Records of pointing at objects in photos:
* * *
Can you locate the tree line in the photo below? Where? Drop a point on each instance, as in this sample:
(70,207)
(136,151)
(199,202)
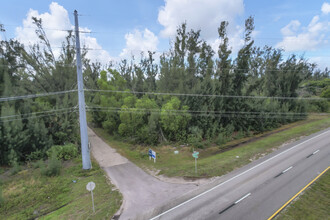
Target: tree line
(191,94)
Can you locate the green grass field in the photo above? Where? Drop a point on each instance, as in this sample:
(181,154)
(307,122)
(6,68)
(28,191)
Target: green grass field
(29,195)
(211,161)
(314,203)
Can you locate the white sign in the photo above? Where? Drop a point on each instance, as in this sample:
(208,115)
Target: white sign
(152,154)
(90,186)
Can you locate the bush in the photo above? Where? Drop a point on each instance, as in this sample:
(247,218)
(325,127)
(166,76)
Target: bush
(53,168)
(36,155)
(2,200)
(65,152)
(221,139)
(38,164)
(15,169)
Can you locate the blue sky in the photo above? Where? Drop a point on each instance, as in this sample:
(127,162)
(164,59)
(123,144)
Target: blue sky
(124,28)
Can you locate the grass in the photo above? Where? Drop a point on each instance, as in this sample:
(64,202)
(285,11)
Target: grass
(29,195)
(211,161)
(312,204)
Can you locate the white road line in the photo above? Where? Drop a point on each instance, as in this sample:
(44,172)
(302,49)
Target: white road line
(252,168)
(287,169)
(244,197)
(315,152)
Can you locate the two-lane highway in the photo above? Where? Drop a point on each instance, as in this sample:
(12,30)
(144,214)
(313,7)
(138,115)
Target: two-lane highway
(259,189)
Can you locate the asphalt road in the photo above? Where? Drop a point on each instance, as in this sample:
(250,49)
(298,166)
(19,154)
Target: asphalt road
(142,193)
(259,189)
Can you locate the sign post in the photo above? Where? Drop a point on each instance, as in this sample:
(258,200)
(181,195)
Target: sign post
(195,155)
(90,187)
(152,154)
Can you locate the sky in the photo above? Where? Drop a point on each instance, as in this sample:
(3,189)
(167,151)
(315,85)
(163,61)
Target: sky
(124,28)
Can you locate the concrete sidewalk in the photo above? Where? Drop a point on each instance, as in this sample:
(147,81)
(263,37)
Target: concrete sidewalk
(142,192)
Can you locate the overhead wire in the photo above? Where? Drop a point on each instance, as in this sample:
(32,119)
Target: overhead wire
(12,98)
(36,113)
(204,95)
(191,111)
(201,114)
(73,110)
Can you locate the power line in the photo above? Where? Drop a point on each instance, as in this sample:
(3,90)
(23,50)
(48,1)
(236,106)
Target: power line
(6,99)
(192,111)
(203,114)
(43,112)
(40,116)
(204,95)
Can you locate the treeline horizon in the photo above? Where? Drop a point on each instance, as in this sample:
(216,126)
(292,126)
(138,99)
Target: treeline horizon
(119,98)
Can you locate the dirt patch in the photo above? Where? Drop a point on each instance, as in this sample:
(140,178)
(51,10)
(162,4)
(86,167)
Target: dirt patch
(178,180)
(253,139)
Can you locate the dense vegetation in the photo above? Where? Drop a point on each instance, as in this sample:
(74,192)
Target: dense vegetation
(132,100)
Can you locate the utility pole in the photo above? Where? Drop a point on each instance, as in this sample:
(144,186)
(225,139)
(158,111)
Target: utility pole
(81,97)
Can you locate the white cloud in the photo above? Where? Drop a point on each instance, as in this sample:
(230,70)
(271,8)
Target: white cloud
(322,62)
(325,8)
(310,37)
(291,28)
(199,14)
(139,41)
(58,19)
(235,41)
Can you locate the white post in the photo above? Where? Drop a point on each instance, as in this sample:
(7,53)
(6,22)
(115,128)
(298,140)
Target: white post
(86,161)
(93,201)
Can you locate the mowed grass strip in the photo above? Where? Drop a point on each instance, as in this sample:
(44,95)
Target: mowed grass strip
(211,161)
(313,203)
(29,195)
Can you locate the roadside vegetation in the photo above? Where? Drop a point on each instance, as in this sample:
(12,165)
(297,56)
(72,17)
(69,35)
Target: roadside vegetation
(214,160)
(312,204)
(56,189)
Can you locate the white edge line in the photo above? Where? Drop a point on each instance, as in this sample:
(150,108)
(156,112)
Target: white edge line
(315,152)
(252,168)
(287,169)
(244,197)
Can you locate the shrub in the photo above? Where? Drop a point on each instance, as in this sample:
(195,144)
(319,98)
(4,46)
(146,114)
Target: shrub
(15,169)
(2,200)
(221,139)
(65,152)
(38,164)
(53,168)
(36,155)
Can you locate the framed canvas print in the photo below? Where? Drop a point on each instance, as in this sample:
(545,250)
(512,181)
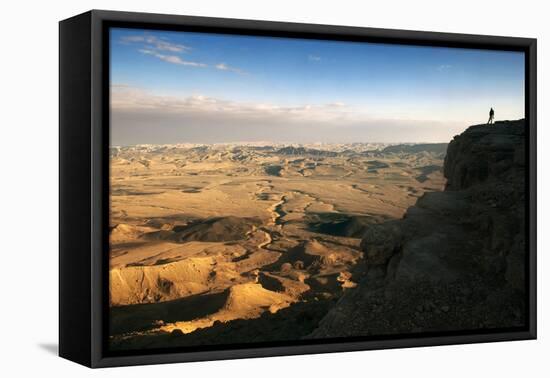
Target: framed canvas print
(233,188)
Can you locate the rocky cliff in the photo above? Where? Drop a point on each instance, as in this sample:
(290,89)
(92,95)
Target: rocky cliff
(456,261)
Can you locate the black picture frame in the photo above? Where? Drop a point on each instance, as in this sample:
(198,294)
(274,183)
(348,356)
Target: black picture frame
(84,192)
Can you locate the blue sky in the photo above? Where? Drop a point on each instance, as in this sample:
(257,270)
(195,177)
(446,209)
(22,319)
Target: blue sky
(232,85)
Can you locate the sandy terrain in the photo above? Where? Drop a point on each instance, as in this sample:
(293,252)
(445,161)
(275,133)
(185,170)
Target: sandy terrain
(207,235)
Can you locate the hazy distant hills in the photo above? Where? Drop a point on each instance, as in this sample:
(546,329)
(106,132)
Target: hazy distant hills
(438,148)
(316,149)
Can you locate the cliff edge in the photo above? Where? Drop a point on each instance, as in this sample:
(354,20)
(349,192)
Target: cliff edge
(456,261)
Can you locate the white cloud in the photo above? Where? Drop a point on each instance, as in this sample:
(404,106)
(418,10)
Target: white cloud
(124,97)
(174,59)
(166,51)
(156,43)
(444,67)
(140,116)
(225,67)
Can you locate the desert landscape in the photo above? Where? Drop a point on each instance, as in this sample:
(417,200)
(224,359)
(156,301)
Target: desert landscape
(284,190)
(209,234)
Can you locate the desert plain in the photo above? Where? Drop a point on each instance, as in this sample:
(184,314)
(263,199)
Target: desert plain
(247,242)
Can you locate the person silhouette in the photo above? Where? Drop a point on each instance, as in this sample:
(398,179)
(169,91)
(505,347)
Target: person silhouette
(491,116)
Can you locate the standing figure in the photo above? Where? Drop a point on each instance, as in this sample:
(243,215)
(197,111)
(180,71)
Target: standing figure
(491,116)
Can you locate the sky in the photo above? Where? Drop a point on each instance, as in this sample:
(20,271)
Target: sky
(182,87)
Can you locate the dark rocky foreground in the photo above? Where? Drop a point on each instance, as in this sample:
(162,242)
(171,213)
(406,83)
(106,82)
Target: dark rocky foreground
(456,261)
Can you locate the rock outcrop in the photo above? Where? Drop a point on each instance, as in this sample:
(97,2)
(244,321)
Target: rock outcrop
(456,261)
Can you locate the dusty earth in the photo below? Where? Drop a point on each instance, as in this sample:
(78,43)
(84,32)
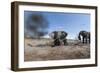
* * *
**Task description:** Filter the listing down to the lines that contain the string "patch", copying each one. Match case exactly.

**Response to this task:**
Can you locate the dirt patch in the photo above? Where? Drop a point on each instance, as in this sample:
Target: dirt patch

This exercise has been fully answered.